== Consigne ==
Traduisez en anglais la phrase suivante, tirée du texte sur l'entretien mécanique du cavaillon : « Les constructeurs ont considérablement fait évoluer les équipements interceps qui semblent aujourd’hui plus adaptés à des interventions de reprises des sols après une longue période de non-culture. »

Un banc d’essais d’itinéraires culturaux d’entretien mécanique du cavaillon

29 juin 2010

Le travail mécanique au niveau du cavaillon suscite auprès des viticulteurs un véritable regain d’intérêt depuis quelques années, mais encore peu d’entre eux franchissent le pas et se remettent à cultiver mécaniquement le dessous des rangs. Les constructeurs ont considérablement fait évoluer les équipements interceps qui semblent aujourd’hui plus adaptés à des interventions de reprises des sols après une longue période de non-culture. Quels sont le ou les itinéraires culturaux susceptibles de permettre une reprise des cavaillons désherbés depuis 15 ou 20 ans ? Cette interrogation est à l’origine de l’essai mis en place sur le domaine de Gallienne par Matthieu Sabouret et Grégory Martonnaud, de la Chambre d’agriculture de la Charente. Un banc d’essais d’itinéraires culturaux d’entretien mécanique du cavaillon a été mis en place en tenant compte des contraintes et des réalités des exploitations viticoles de la région.

 

 

Après 15 à 20 ans d’entretien du cavaillon avec le désherbage chimique, le retour partiel ou total à du travail mécanique peut-il être envisagé de façon réaliste sur les plans technique et économique ? Cette question que se posent beaucoup de viticulteurs actuellement a été à l’origine de l’essai qui a été mis en place sur le domaine de Gallienne (les Vignobles Jean Martell). L’apparition d’une nouvelle génération d’équipements d’entretien mécanique du cavaillon est selon les constructeurs en mesure de rendre le retour au travail mécanique beaucoup plus compétitif par rapport au désherbage chimique. Indéniablement, les lames interceps et les décavaillonneuses de la fin des années 80 ont profondément évolué et sont devenues des équipements dotés de moyens technologiques les rendant à la fois polyvalent et plus performants. L’offre d’équipements qui s’est considérablement étoffée repose sur quatre principes d’outils, les décavaillonneuses, les lames interceps, les outils rotatifs et les tondeuses. Quels sont les avantages et les inconvénients de ces divers équipements ? Quels peuvent être le ou les meilleurs itinéraires techniques pour entretenir mécaniquement des sols propres tout au long d’une saison ? Quel sera au final le coût d’un itinéraire d’entretien de sols 100 % mécanique ? L’association d’un désherbage chimique à deux interventions mécaniques ne serait-il pas une approche plus judicieuse ? Le fait de rechercher une propreté parfaite du dessous des rangs tout au long de la saison est-il une nécessité ? Ne faut-il pas concentrer les efforts d’entretien mécaniques dans les périodes où les effets de concurrence « alimentaire » des herbes sont avérés ? Reprendre des sols après 15 ans de non-culture ne va-t-il pas engendrer des conséquences physiologiques et agronomiques négatives (chlorose, sensibilité au gel) et positives (vie des sols, réduction des intrants…) ?

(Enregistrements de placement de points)
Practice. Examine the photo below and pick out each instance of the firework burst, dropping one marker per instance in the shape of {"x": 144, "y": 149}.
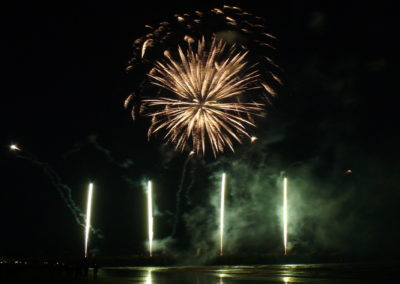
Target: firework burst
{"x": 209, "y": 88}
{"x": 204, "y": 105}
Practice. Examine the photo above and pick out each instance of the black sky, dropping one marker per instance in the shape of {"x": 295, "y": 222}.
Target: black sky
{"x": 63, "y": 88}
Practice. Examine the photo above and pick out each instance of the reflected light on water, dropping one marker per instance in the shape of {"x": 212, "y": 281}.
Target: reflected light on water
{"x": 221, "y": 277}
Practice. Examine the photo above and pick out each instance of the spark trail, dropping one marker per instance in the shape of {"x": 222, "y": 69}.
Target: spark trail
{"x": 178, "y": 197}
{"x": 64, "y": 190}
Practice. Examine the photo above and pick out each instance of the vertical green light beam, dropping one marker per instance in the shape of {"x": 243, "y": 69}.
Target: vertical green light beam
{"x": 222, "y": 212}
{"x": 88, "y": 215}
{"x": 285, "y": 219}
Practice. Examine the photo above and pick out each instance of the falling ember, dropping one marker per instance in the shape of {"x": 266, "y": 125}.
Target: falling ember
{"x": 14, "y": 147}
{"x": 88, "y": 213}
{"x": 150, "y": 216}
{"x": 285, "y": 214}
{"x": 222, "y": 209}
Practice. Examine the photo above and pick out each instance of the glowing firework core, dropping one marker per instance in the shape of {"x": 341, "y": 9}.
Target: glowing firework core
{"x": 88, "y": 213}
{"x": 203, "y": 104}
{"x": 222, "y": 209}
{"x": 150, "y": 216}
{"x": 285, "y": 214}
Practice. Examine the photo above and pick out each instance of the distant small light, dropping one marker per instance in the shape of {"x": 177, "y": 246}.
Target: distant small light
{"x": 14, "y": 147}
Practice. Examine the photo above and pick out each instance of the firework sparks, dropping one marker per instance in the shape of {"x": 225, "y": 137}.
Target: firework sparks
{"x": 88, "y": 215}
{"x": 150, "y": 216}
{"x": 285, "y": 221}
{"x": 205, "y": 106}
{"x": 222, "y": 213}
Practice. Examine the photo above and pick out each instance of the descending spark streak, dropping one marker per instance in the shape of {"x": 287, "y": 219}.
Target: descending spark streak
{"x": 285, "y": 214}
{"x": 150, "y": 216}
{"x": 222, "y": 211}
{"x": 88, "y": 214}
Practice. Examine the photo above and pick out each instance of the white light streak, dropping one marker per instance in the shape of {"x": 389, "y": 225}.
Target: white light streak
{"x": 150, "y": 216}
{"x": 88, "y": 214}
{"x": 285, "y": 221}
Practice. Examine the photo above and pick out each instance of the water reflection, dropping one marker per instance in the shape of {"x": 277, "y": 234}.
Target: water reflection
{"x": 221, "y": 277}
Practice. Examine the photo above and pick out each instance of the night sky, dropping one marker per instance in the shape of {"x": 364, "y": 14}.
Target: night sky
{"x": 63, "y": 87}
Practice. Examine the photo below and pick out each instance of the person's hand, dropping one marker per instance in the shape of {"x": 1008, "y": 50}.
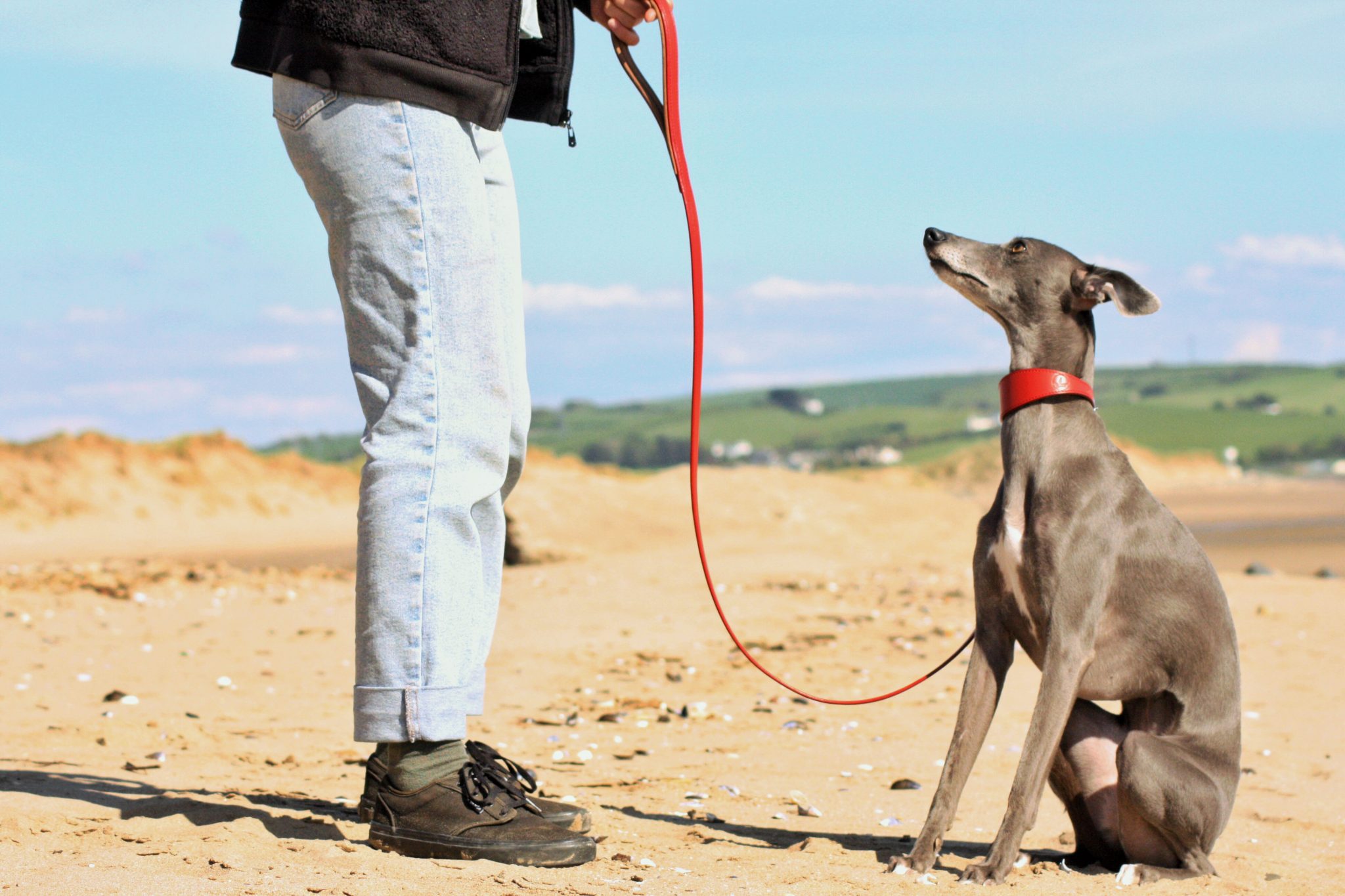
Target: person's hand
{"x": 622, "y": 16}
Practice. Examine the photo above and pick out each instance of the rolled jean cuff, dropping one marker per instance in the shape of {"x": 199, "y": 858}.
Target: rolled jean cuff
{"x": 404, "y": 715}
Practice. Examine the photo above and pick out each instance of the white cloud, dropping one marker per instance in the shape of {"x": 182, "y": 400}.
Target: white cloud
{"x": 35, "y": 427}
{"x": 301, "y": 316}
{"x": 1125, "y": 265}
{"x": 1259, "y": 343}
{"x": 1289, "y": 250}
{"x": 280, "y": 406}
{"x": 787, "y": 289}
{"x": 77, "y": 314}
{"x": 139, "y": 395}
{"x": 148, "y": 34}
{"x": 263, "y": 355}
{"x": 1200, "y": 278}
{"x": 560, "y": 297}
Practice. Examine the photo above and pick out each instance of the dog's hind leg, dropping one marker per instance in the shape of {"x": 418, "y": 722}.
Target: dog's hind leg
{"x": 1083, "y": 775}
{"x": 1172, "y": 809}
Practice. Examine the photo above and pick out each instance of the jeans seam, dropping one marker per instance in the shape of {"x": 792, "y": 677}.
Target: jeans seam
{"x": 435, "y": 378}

--

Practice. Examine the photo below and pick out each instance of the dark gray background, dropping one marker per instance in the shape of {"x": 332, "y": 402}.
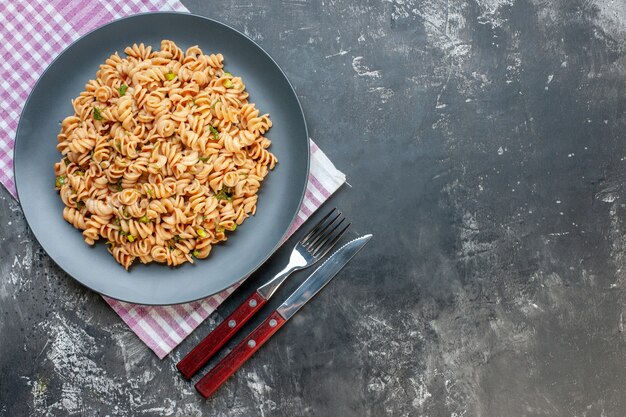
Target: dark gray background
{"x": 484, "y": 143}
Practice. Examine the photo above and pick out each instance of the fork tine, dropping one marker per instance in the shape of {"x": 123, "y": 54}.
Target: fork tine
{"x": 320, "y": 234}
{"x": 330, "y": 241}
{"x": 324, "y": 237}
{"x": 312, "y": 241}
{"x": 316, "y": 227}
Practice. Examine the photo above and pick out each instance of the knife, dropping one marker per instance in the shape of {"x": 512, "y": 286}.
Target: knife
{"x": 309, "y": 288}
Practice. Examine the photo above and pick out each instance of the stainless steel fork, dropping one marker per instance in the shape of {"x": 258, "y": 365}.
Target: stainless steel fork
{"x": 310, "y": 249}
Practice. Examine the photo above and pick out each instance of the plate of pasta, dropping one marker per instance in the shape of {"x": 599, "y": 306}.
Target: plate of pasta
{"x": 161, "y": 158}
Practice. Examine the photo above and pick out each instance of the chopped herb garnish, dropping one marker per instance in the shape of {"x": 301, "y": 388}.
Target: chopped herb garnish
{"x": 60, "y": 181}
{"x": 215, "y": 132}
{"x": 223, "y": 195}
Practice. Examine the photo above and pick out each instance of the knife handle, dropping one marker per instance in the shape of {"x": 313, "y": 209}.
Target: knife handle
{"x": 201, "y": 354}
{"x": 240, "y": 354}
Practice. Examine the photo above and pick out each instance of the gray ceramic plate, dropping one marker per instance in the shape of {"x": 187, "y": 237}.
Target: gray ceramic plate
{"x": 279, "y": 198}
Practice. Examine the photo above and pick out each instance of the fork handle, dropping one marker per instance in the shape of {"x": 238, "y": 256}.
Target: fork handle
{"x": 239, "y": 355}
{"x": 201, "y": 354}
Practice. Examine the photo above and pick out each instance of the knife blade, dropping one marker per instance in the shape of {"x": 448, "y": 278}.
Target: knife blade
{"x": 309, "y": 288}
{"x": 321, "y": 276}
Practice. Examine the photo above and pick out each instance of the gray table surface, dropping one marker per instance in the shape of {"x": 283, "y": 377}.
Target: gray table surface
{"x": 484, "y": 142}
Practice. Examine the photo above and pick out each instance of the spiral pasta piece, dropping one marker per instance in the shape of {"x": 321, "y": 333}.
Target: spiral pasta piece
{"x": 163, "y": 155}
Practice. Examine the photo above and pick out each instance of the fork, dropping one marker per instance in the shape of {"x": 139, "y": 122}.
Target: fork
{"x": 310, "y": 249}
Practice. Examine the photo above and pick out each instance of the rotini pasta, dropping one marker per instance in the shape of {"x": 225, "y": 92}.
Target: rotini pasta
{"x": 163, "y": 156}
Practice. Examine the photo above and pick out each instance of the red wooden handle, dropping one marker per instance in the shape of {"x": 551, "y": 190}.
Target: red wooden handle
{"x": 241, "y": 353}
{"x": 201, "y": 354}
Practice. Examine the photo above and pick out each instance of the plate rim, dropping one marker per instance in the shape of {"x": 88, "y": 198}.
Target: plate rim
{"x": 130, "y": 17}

== Corrigé ==
Manufacturers have considerably developed under-vine equipment, which now seems better suited to operations for bringing soils back into cultivation after a long period without tillage.